Without skipping anything, write out each record below exactly.

Begin STORED ROWS

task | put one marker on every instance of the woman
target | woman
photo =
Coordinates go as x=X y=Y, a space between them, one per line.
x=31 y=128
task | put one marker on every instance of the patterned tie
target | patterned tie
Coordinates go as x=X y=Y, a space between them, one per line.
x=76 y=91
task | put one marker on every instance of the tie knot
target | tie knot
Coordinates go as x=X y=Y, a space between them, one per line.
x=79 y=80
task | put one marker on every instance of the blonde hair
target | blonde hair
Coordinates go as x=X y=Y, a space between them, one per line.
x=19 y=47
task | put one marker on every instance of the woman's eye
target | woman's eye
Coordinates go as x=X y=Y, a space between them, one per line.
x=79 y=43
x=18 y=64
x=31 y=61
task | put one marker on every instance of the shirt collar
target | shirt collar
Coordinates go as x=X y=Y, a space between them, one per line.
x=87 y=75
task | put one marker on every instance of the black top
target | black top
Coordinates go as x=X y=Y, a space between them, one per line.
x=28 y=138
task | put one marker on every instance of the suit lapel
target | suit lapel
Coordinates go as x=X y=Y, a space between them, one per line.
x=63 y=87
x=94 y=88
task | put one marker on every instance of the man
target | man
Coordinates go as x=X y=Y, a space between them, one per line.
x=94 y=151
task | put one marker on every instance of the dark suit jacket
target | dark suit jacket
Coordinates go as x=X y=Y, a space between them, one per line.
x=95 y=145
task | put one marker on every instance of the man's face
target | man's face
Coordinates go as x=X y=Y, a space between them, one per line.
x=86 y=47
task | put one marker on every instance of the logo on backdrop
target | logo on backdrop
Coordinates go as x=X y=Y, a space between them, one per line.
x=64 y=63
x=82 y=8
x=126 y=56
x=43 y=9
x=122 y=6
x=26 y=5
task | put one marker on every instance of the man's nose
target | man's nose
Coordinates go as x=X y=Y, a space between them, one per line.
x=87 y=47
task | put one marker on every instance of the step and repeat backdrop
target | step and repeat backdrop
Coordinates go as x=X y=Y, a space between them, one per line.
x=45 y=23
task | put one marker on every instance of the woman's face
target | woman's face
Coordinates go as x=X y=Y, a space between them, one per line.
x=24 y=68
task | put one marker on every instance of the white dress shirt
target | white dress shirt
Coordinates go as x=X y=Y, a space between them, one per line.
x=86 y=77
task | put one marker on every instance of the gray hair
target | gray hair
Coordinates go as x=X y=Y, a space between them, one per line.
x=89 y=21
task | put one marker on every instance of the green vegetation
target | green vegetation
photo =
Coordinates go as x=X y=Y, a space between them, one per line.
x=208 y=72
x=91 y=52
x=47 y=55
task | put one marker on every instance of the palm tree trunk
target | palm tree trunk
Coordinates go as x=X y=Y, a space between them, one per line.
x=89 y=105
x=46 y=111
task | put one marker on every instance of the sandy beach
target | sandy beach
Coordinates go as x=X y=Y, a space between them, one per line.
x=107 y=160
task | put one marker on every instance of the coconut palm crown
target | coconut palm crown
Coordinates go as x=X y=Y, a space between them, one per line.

End STORED ROWS

SOLUTION TO THIS PROBLEM:
task | put one marker on every instance of the woman
target | woman
photo =
Coordinates go as x=X y=Y, a space between them, one per line.
x=31 y=128
task | put one marker on every instance of the patterned tie
target | patterned tie
Coordinates go as x=X y=Y, a space between them, one per line.
x=76 y=91
task | put one marker on every instance of the tie knot
target | tie knot
Coordinates go as x=X y=Y, a space between them, one per line.
x=79 y=80
task | put one marker on every instance of the blonde hair
target | blonde hair
Coordinates go as x=X y=Y, a space between them, one per line.
x=19 y=47
task | put one marker on every instance of the woman's eye
target | woman's eye
Coordinates go as x=X y=Y, a space between them, one per line.
x=79 y=43
x=18 y=64
x=31 y=61
task | put one marker on every instance of the shirt collar
target | shirt collar
Coordinates go as x=X y=Y, a space between them, one per line.
x=87 y=75
task | put one marker on every instance of the black top
target | black top
Coordinates go as x=X y=Y, a space between them, one per line.
x=28 y=138
task | put one marker on every instance of the suit lapel
target | suit lapel
Coordinates go as x=X y=Y, a space between them, one per line.
x=63 y=87
x=94 y=88
task | put one marker on every instance of the man
target | man
Coordinates go as x=X y=Y, a space between them, one per line.
x=94 y=151
task | put one marker on every instance of the dark suit jacket
target | dark suit jacket
Coordinates go as x=X y=Y, a space between them, one per line.
x=95 y=145
task | put one marker on every instance of the man's face
target | man's face
Coordinates go as x=X y=Y, a space between them, one per line.
x=86 y=47
task | put one marker on every instance of the logo on backdrop
target | logo on backdrop
Coordinates go as x=X y=Y, a space between them, one per line.
x=64 y=63
x=82 y=8
x=126 y=56
x=43 y=9
x=122 y=6
x=26 y=5
task | put one marker on every instance of the man's nose
target | man's nose
Coordinates go as x=X y=Y, a space between them, one per line.
x=87 y=47
task | put one marker on every instance of the step and repeat backdrop
target | step and repeat backdrop
Coordinates go as x=X y=Y, a space between them, one per line.
x=45 y=23
task | put one marker on every instance of the woman's face
target | woman's face
Coordinates go as x=X y=Y, a space between them, one per line.
x=24 y=68
task | put one marker on every instance of the white dress shirt
target | white dress shirt
Coordinates go as x=X y=Y, a space between them, one per line.
x=86 y=77
task | put one marker on every instance of the gray hair
target | gray hair
Coordinates go as x=X y=Y, a space between them, one per line.
x=89 y=21
task | put one marker on every instance of the green vegetation
target | green vegetation
photo =
Coordinates go as x=X y=Y, a space between them, one per line.
x=208 y=72
x=91 y=52
x=47 y=55
task | put one marker on every instance of the palm tree trunk
target | palm tree trunk
Coordinates go as x=X y=Y, a space between them, one per line.
x=89 y=105
x=46 y=111
task | put one marker on every instance of the sandy beach
target | sandy beach
Coordinates go as x=X y=Y, a space between them, one per line.
x=107 y=160
task | put one marker on every instance of the coconut palm crown
target | coconut palm crown
Coordinates go as x=X y=Y, a space between them, one per line.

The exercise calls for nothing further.